A afirmação feita no título acima não é minha. Ela resulta de levantamento realizado por um órgão técnico e de controle, que serviu de base para uma reportagem tão séria quanto preocupante. O relatório foi elaborado pelo Tribunal de Contas da União (TCU) e a matéria publicada pelo jornal O Estado de São Paulo. Ambos relatam que o Exército Brasileiro liberou nada menos do que 5,2 mil licenças de Caçadores, Atiradores e Colecionadores (CACs) para condenados por crimes graves, como tráfico de drogas e homicídio, durante o governo de Jair Bolsonaro. Muitas dessas pessoas tinham inclusive mandados de prisão em aberto – um total de 2.690 –, mas eles, de modo surpreendente, não foram levados em consideração. A partir desse grupo, facções de criminosos e milícias passaram a se armar, com muito maior facilidade e menor custo, uma vez que o contrabando, com todos os seus riscos, em grande parte foi abandonado.

========

## Tarefa do exercício 1
Traduza para o inglês esta frase do trecho sobre as licenças de CACs: "O relatório foi elaborado pelo Tribunal de Contas da União (TCU) e a matéria publicada pelo jornal O Estado de São Paulo."
O trecho e as entradas têm origens diferentes.

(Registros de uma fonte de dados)
========

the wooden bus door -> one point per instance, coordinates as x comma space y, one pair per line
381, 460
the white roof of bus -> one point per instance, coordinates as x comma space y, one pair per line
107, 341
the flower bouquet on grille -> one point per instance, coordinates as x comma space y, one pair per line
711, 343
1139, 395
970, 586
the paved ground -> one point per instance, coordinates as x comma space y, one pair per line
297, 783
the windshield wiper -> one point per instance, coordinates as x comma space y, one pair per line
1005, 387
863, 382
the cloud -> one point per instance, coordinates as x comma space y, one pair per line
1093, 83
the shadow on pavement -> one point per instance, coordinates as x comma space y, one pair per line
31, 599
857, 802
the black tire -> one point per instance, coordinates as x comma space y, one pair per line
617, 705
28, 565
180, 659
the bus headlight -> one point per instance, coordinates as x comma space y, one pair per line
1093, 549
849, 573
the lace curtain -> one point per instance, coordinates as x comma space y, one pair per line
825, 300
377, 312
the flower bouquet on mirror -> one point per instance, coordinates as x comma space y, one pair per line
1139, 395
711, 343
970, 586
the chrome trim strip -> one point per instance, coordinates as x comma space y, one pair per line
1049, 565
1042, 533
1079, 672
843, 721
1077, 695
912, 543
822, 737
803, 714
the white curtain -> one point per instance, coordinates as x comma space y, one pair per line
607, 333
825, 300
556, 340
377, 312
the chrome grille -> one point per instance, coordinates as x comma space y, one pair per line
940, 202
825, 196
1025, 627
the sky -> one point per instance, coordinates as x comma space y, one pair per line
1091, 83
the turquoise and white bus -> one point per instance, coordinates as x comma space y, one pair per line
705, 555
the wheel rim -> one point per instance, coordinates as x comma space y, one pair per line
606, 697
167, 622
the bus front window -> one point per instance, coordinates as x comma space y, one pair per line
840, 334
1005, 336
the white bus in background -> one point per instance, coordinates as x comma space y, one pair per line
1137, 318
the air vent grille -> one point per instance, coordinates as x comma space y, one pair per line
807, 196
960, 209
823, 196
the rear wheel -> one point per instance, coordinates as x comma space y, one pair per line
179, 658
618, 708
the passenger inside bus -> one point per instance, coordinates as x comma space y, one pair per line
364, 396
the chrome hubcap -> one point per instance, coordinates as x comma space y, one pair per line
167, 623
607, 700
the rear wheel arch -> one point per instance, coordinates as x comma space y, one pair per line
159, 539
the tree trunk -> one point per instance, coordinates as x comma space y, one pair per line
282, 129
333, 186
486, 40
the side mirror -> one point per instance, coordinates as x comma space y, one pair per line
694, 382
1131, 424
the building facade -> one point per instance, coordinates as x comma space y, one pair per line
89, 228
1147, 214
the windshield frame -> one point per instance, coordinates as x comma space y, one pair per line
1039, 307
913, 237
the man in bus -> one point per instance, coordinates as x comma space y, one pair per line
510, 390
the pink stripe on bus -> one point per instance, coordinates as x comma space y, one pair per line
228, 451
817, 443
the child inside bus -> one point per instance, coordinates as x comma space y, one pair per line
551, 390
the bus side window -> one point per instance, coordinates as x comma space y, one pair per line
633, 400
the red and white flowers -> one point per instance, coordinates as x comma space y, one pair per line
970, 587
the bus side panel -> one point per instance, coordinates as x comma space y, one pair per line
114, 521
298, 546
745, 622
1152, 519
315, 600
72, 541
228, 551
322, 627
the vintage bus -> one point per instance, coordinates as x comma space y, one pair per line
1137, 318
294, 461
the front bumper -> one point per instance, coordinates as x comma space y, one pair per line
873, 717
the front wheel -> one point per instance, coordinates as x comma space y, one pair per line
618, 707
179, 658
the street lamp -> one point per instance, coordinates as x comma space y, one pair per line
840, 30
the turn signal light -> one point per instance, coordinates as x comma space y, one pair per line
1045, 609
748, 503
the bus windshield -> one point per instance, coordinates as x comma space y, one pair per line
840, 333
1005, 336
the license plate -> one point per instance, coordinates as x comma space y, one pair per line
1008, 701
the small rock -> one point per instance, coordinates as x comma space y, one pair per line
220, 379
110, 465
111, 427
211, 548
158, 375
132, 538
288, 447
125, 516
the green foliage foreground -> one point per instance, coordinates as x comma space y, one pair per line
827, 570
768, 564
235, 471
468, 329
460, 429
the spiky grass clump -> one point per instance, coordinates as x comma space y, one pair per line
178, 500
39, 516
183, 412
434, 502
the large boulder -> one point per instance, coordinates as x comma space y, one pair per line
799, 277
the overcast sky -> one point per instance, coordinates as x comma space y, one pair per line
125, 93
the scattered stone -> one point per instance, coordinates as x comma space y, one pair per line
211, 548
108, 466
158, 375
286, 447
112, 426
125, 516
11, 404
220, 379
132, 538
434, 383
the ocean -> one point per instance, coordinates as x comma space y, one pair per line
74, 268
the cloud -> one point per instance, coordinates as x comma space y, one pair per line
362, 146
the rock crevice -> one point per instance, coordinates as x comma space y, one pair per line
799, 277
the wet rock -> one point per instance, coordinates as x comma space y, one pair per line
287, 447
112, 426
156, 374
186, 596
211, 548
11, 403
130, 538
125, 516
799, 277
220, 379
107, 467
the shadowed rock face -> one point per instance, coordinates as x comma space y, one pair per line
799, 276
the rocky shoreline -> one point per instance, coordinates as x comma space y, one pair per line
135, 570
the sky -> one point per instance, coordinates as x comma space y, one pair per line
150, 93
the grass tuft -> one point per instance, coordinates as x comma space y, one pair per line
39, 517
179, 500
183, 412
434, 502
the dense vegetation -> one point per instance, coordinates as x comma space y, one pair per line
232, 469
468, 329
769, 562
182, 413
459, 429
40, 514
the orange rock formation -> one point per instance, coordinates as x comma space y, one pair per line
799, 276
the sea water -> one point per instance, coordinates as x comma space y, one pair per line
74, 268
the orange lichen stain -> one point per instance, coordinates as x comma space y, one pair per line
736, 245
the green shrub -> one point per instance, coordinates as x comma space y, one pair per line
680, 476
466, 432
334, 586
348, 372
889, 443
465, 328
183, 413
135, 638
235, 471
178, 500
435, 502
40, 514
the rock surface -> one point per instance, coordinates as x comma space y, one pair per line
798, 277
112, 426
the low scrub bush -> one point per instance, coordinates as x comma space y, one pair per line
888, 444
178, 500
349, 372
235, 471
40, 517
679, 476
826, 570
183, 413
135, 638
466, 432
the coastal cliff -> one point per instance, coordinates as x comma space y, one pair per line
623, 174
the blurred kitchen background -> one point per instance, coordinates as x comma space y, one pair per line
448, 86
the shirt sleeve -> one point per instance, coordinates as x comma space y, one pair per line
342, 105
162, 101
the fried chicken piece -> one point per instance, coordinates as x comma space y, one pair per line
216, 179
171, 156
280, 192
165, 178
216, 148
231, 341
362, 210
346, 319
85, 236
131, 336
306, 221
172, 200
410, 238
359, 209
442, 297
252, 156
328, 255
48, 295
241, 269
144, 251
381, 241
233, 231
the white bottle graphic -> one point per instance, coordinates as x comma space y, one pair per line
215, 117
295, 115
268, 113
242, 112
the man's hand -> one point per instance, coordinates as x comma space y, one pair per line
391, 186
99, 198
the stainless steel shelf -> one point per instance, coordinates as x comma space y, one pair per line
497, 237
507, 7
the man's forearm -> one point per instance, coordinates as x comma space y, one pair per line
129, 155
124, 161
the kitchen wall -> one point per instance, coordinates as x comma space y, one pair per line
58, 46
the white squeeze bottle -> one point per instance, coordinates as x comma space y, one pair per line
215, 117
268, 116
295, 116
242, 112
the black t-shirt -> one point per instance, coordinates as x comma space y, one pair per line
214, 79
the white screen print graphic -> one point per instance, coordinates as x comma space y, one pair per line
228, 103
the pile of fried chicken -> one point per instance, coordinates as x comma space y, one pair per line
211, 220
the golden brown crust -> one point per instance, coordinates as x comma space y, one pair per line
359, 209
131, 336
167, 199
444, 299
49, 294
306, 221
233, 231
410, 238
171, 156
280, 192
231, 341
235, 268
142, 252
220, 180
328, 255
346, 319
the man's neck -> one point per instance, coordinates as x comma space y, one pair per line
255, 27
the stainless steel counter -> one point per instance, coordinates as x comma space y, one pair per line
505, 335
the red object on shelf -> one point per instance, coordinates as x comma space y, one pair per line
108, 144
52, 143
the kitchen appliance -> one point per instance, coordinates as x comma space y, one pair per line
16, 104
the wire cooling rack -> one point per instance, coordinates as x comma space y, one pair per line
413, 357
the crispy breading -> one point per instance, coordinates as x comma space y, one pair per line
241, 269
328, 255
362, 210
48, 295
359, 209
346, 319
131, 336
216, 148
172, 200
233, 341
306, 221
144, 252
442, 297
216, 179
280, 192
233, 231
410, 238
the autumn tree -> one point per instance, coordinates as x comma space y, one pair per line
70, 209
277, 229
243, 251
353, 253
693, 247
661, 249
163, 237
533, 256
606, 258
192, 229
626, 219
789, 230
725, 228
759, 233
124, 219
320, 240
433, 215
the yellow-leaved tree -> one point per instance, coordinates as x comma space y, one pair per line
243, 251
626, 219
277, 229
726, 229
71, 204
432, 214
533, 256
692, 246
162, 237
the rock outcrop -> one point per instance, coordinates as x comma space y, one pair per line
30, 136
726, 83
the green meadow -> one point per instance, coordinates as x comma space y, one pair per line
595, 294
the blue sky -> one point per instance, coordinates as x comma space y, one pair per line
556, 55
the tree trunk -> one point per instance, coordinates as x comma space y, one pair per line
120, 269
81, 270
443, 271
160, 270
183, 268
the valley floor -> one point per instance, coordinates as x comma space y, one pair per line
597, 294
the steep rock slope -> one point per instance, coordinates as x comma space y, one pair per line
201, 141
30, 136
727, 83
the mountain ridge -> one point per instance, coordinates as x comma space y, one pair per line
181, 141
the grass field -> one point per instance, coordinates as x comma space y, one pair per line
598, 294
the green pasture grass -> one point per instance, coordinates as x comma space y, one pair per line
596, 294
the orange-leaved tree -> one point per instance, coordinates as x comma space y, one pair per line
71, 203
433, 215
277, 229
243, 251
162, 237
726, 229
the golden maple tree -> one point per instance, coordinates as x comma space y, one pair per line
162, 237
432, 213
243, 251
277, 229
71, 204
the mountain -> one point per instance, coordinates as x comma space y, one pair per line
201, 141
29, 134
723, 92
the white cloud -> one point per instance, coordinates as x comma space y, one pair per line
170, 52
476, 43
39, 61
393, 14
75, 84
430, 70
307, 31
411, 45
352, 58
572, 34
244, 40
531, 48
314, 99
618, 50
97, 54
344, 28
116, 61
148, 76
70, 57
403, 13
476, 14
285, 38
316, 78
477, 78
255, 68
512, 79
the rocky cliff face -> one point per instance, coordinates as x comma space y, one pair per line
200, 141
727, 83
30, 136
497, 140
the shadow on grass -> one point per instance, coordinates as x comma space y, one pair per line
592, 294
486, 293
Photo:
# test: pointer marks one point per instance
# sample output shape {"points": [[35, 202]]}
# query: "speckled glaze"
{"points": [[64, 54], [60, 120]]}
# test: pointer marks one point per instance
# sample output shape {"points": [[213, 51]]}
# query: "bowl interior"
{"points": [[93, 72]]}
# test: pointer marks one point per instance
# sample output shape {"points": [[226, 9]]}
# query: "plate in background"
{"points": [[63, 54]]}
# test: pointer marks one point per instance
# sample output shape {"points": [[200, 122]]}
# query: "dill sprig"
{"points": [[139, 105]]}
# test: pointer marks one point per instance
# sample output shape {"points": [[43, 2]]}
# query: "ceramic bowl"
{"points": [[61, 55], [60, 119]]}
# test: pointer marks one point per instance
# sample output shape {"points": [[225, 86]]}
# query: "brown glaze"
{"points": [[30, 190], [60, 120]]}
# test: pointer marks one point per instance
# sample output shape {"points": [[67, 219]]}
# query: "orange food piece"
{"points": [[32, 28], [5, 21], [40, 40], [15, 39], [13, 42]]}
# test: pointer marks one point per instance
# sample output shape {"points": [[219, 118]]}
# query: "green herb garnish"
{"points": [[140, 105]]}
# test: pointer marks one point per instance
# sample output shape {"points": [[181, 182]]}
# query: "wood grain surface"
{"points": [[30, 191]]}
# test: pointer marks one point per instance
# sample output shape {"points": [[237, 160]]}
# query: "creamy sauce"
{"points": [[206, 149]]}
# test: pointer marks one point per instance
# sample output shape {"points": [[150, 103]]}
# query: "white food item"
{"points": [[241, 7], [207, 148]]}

========

## Tarefa do exercício 2
Reúna todas as linhas das entradas que contêm a palavra "steel", diferenciando maiúsculas de minúsculas.

## Resultado correto 1
The report was prepared by the Federal Court of Accounts (TCU), and the article was published by the newspaper O Estado de São Paulo.

## Resultado correto 2
the stainless steel shelf -> one point per instance, coordinates as x comma space y, one pair per line
the stainless steel counter -> one point per instance, coordinates as x comma space y, one pair per line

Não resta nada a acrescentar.